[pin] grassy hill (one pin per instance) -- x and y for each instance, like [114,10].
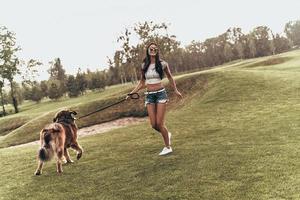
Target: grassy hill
[235,136]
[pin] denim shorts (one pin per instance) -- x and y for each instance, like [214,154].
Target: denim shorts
[159,96]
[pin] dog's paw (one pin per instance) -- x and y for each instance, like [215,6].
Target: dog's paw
[59,172]
[69,161]
[37,173]
[79,155]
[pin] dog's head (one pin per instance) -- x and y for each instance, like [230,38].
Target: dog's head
[65,116]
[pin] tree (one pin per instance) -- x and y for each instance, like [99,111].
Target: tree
[72,87]
[81,81]
[36,94]
[57,72]
[44,88]
[2,97]
[54,91]
[292,31]
[9,66]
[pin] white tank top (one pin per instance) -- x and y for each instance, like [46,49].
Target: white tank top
[151,75]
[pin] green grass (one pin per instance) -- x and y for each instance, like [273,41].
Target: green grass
[235,136]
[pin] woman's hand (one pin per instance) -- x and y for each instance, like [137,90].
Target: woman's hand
[178,94]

____________________

Give the lines above as a Markdown table with the columns Row and Line, numbering each row and skipping any blank lines. Leave the pictures out.

| Row | Line |
|---|---|
| 1 | [pin] grassy hill (one pin per instance) -- x and y for each instance, like [114,10]. |
| 2 | Target: grassy hill |
| 3 | [235,136] |
| 4 | [pin] denim shorts (one pin per instance) -- x and y for each instance, like [214,154]. |
| 5 | Target: denim shorts |
| 6 | [159,96] |
| 7 | [pin] dog's paw (one pin per instance) -- x and y for each instance, like [215,6]. |
| 8 | Target: dog's paw |
| 9 | [59,172] |
| 10 | [69,161] |
| 11 | [37,173] |
| 12 | [79,155] |
| 13 | [pin] dog's head (one pin per instance) -- x and y for each instance, like [230,38]. |
| 14 | Target: dog's head |
| 15 | [65,116] |
| 16 | [pin] tree (one pin per instance) -- x and y for each instance, like [99,111]. |
| 17 | Target: tree |
| 18 | [72,87] |
| 19 | [81,81] |
| 20 | [36,94] |
| 21 | [57,72] |
| 22 | [44,88] |
| 23 | [2,97] |
| 24 | [54,91] |
| 25 | [292,31] |
| 26 | [9,66] |
| 27 | [pin] white tank top (one pin per instance) -- x and y for each instance, like [46,49]. |
| 28 | Target: white tank top |
| 29 | [151,75] |
| 30 | [pin] green grass (one pin per instance) -- x and y for each instance, like [273,41]. |
| 31 | Target: green grass |
| 32 | [235,136] |
| 33 | [pin] woman's hand (one pin per instance) -- x and y for each instance, like [137,90]. |
| 34 | Target: woman's hand |
| 35 | [178,94] |